Reproduce each of the entries below word for word, without changing anything.

"""

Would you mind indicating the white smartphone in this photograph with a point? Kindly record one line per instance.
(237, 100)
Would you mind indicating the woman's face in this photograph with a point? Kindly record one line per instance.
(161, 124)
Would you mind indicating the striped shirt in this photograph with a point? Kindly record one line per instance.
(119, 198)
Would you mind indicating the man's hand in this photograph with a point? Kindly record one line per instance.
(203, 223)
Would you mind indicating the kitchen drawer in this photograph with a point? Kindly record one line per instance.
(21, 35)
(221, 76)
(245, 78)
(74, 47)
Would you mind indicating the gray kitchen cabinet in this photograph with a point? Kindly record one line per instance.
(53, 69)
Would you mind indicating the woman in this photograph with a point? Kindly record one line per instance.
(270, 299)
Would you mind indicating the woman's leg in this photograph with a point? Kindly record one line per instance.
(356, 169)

"""

Output of the exercise
Would you mind indicating the white smartphone in this photograph with a point? Kindly record one line per instance.
(237, 100)
Would you mind indicating the woman's face in this photograph with a point? Kindly record one line per instance.
(161, 124)
Would you mind indicating the striped shirt in this photograph with a point? Kindly record one line per instance.
(119, 198)
Would you mind indicating the man's hand in this photograph with a point? Kindly record one line per instance.
(203, 223)
Would you mind indicating the kitchen drawer in this photograph with a point? Kindly record one line per instance.
(21, 35)
(221, 76)
(245, 78)
(74, 47)
Would you mind indicating the gray kitchen cabinet in this photograph with a point? Kindly record one line per instance.
(53, 69)
Would you mind indicating the woman in this photograph with a point? Kindly record one line per instance.
(270, 299)
Would you mind indicating the woman's leg in this photograph with a point? Kindly record one line per instance.
(356, 169)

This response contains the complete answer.